→ **Article**:
"""

Easy access to justice is no licence for filing frivolous petitions


  • High Courts entertaining such pleas
  • Trumpery proceedings are a waste of time

    New Delhi: The Supreme Court has frowned on the practice of filing public interest litigation (PIL) petitions for personal interest. "Easy access to justice should not be misused as a licence to file misconceived and frivolous petitions," said a Bench consisting of Justices Arijit Pasayat and S.H. Kapadia.

    The time had come to weed out petitions which, though titled PIL, were in essence something else. It was shocking that courts were flooded with a large number of the so-called PIL petitions, of which even a minuscule percentage could not legitimately be called PIL.

    Writing the judgment, Justice Pasayat said "though the parameters of PIL have been indicated by this court in a large number of cases, unmindful of the real intentions and objectives, High Courts are entertaining such petitions and wasting valuable judicial time which could otherwise be utilised for disposal of genuine cases."

    In the PIL, official documents were being annexed without even indicating how the petitioner came to possess them, the Bench said. "It is depressing to note that on account of such trumpery proceedings initiated before the courts, innumerable days are wasted."

    Laudable concept

    The judges said "We spare no effort in fostering and developing the laudable concept of PIL and extending our long arm of sympathy to the poor, the ignorant, the oppressed and the needy whose fundamental rights are infringed and violated and whose grievances go unnoticed, un-represented and unheard."

    The Bench said: "While [there are] genuine litigants with legitimate grievances relating to civil matters involving properties worth hundreds of millions of rupees and substantial rights and criminal cases in which persons sentenced to death facing the gallows under untold agony and persons sentenced to life imprisonment and kept in incarceration for long years with the fond hope of getting into the courts and having their grievances redressed, the busybodies, meddlesome interlopers, wayfarers or officious interveners having absolutely no real public interest except personal gain or private profit get into courts by filing vexatious and frivolous petitions."

"""

→ **Tasks to complete**:
• A. Answer these from the article on the Supreme Court and PIL petitions:
(i) Which two justices sat on the Bench?
(ii) Which justice wrote the judgment?
(iii) According to the Bench, what did the petitioners fail to indicate about the official documents annexed to the PIL?
• B. In the article on the Supreme Court and PIL petitions, which groups of people do the judges say they extend their "long arm of sympathy" to? List every one.
• C. Write the next part of the article on the Supreme Court and PIL petitions, picking up right after its last sentence.

→ **Data extract**:

"""

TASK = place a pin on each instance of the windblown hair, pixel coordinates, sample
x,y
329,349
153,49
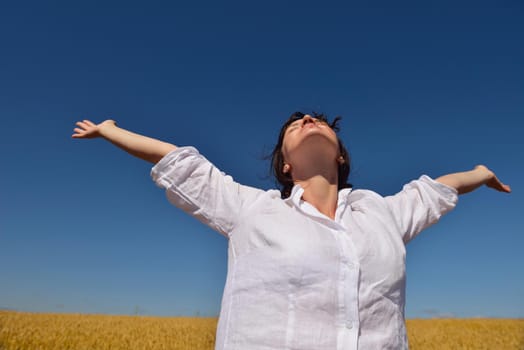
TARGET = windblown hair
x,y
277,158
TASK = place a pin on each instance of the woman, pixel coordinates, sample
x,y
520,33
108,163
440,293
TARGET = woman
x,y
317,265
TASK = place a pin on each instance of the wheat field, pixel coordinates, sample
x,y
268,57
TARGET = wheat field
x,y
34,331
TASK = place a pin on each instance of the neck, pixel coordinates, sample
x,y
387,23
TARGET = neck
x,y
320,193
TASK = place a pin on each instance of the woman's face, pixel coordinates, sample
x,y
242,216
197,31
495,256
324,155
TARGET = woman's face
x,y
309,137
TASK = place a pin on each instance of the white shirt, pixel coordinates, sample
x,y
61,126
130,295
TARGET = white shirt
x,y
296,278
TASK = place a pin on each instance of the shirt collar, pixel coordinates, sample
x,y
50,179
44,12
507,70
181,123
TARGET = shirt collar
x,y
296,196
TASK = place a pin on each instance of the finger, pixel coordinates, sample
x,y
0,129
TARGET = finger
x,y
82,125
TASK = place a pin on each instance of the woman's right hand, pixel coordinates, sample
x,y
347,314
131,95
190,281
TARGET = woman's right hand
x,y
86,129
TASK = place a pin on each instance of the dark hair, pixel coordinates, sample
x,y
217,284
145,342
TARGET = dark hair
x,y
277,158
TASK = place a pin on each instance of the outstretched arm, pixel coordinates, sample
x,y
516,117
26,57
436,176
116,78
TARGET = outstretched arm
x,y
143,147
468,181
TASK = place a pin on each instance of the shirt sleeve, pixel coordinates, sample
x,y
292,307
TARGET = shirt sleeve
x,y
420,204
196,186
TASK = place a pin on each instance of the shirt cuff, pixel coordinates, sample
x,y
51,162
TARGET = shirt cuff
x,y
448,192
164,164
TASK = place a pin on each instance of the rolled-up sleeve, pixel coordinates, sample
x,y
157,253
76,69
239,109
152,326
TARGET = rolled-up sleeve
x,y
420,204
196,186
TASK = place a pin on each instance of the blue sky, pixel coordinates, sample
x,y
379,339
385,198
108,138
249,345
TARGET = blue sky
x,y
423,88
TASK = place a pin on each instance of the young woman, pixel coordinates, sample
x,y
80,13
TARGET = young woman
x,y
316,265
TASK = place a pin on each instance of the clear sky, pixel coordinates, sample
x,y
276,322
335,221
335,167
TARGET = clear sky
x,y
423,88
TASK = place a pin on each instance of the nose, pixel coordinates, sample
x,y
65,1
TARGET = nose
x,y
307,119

"""
"""

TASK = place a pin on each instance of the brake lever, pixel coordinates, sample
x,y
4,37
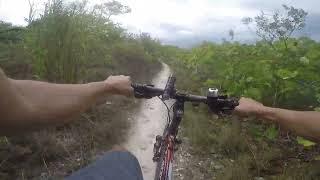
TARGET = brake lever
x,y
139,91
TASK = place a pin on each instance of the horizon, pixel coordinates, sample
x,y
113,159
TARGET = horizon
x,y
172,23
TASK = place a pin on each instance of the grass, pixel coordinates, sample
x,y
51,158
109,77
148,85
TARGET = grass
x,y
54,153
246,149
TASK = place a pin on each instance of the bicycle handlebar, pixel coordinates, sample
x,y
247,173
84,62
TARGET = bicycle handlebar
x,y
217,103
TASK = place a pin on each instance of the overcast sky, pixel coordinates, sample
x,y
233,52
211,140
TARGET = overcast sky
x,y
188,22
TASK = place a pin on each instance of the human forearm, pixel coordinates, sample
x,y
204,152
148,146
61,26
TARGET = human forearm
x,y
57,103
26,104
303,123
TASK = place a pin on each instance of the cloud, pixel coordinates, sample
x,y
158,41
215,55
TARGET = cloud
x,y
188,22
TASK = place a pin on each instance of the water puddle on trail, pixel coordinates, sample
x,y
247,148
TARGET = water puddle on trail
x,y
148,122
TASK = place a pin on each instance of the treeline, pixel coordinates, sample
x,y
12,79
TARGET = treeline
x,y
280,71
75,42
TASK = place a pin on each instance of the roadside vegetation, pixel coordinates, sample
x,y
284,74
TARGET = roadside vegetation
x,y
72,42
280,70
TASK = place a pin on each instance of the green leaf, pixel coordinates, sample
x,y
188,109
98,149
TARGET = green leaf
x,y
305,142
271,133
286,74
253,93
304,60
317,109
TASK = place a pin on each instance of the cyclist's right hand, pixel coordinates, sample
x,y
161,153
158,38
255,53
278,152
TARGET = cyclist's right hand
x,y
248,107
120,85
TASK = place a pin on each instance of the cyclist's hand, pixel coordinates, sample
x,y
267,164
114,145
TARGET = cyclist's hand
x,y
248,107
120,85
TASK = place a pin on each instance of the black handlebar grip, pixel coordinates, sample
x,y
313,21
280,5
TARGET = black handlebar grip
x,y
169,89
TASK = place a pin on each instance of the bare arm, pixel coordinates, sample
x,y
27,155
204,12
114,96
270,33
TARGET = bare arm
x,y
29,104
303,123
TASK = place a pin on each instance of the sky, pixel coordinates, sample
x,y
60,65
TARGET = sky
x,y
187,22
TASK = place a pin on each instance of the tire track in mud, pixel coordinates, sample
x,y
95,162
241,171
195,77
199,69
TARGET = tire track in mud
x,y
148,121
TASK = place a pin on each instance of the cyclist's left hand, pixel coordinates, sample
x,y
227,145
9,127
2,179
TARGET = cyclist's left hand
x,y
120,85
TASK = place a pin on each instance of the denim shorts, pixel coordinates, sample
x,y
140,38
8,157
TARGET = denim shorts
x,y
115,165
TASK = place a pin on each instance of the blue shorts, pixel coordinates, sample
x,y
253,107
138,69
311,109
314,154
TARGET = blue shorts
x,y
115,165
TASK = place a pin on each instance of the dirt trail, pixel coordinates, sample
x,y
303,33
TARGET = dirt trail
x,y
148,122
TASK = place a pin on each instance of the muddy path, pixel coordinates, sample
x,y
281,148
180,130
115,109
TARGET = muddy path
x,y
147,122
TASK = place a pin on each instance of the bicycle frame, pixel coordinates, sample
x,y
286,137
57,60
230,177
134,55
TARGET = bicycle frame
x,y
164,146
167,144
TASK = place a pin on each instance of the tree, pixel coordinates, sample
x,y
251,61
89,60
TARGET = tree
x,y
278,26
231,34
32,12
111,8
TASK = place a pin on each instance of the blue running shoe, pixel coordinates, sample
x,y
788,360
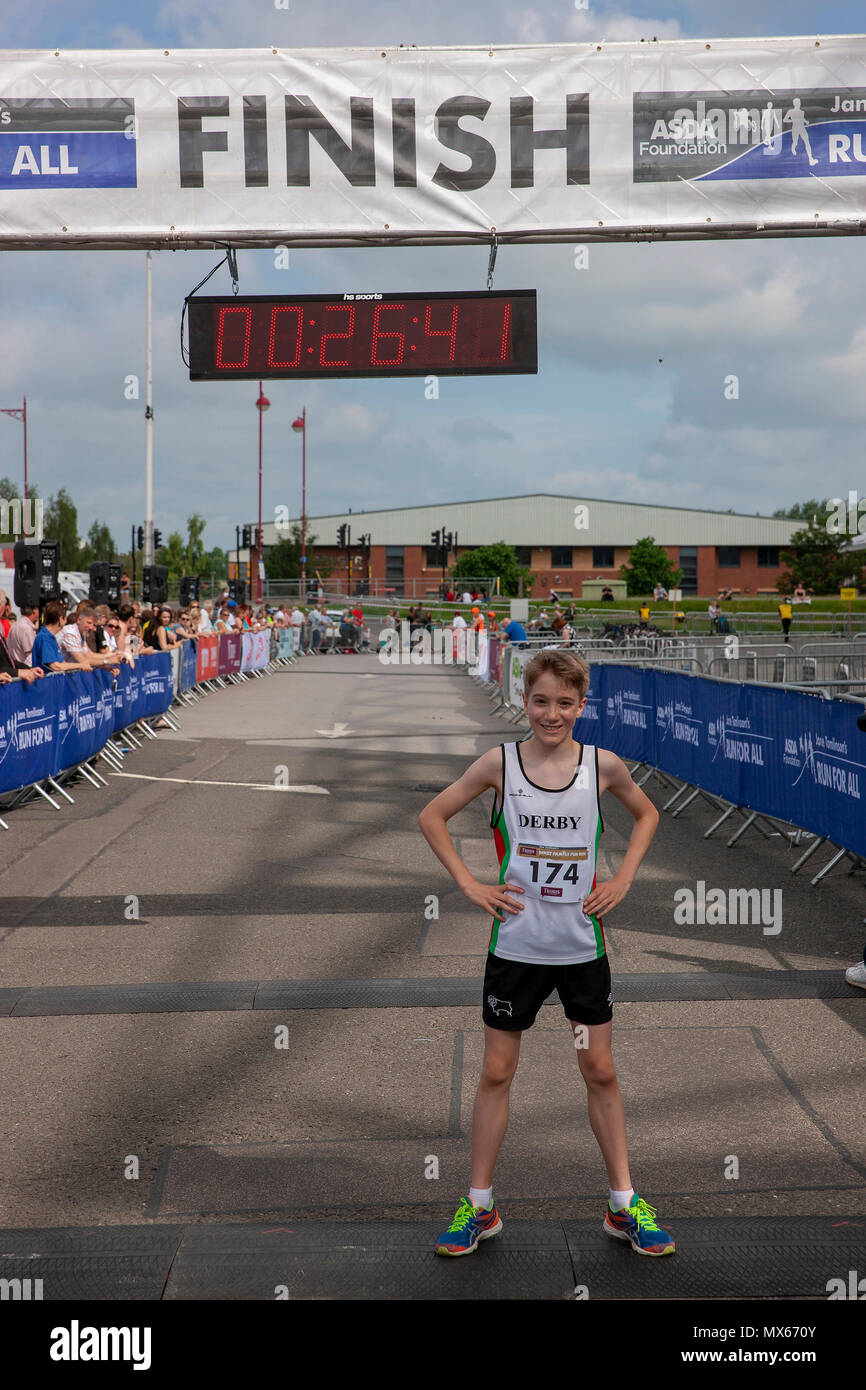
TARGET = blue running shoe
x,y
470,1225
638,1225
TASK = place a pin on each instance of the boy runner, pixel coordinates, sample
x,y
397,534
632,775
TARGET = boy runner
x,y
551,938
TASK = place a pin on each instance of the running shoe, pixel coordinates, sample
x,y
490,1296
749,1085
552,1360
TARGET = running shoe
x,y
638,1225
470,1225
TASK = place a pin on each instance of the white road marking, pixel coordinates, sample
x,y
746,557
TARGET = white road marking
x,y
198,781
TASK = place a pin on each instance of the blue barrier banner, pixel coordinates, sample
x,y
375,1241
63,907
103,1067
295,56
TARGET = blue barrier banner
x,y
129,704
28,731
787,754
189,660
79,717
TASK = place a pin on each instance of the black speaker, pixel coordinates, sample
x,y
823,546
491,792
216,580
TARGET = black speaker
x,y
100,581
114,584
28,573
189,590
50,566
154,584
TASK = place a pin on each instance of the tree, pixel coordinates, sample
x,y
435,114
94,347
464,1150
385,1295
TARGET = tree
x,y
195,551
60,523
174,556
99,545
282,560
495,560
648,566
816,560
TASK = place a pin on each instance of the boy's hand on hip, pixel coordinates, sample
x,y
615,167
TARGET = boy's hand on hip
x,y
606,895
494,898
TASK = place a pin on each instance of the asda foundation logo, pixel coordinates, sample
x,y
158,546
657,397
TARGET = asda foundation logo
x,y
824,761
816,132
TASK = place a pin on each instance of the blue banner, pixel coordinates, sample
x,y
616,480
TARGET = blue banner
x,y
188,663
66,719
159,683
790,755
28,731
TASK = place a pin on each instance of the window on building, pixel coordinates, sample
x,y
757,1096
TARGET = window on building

"""
"""

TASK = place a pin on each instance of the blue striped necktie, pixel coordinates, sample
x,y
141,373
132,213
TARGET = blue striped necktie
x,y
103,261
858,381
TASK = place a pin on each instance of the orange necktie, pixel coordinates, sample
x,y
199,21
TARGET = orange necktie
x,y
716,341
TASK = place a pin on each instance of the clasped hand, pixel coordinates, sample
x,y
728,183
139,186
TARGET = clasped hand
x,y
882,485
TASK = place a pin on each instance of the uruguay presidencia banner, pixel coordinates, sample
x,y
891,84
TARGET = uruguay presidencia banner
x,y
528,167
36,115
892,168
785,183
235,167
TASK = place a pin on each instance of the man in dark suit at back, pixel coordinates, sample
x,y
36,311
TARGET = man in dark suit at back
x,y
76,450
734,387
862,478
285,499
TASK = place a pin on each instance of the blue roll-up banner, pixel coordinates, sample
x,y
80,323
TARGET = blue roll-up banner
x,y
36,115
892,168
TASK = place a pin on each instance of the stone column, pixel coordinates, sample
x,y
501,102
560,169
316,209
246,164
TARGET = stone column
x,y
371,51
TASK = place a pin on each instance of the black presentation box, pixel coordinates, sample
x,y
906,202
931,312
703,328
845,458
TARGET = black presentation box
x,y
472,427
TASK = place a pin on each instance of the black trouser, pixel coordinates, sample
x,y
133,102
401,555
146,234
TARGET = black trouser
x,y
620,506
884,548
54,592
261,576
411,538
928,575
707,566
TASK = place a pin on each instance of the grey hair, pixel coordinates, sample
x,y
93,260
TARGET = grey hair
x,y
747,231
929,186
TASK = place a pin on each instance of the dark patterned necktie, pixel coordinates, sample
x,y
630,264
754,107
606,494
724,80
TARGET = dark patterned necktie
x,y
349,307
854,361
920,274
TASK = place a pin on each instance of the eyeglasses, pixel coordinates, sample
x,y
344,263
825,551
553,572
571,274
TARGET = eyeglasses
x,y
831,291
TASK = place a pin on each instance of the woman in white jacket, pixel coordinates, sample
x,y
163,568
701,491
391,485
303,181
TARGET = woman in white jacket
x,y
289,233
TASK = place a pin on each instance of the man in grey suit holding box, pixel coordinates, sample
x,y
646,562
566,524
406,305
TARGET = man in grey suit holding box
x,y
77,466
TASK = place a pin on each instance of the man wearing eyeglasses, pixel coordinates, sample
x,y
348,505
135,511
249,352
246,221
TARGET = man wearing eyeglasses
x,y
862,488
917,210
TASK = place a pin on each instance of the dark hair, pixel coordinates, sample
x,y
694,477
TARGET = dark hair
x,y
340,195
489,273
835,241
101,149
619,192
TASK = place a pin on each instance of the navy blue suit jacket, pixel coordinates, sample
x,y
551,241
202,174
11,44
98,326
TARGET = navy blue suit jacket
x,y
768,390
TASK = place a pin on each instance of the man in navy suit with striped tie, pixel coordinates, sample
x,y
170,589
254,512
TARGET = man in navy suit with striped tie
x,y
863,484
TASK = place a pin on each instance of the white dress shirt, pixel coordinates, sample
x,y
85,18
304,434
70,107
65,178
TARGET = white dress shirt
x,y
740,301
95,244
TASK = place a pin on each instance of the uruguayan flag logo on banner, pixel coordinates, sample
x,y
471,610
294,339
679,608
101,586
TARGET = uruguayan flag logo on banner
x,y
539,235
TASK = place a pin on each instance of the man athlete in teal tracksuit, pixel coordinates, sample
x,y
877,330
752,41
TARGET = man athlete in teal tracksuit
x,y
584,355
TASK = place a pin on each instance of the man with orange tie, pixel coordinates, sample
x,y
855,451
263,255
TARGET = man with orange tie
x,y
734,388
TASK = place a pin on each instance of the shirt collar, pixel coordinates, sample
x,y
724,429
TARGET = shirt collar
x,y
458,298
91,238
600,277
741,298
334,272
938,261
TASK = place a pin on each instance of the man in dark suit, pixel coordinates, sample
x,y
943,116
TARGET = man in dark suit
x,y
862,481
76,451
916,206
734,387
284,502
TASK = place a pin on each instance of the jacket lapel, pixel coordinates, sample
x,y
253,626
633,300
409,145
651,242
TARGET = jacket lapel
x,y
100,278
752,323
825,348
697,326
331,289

"""

→ **The results**:
• A.
(i) Justices Arijit Pasayat and S.H. Kapadia
(ii) Justice Pasayat
(iii) How the petitioner came to possess them

• B. the poor, the ignorant, the oppressed, the needy

• C.
    The Bench said: "PIL is a weapon which has to be used with great care and circumspection and the judiciary has to be extremely careful to see that behind the beautiful veil of public interest an ugly private malice, vested interest and/or publicity seeking is not lurking. It is to be used as an effective weapon in the armoury of law for delivering social justice to the citizens. The attractive brand of PIL should not be allowed to be used for suspicious products of mischief." It should be aimed at redress of a genuine public wrong or injury and should not be not publicity-oriented or founded on personal vendetta.

    "The court must not allow its process to be abused for oblique considerations by masked phantoms who monitor at times from behind. Often they are actuated by a desire to win notoriety or cheap popularity. The petitions of such busybodies deserve to be thrown out by rejection on the threshold, and in appropriate cases with exemplary costs."

    The Bench, in the instant case, allowed an appeal from an affected employee against a Punjab and Haryana High Court judgment entertaining a PIL petition in a service matter.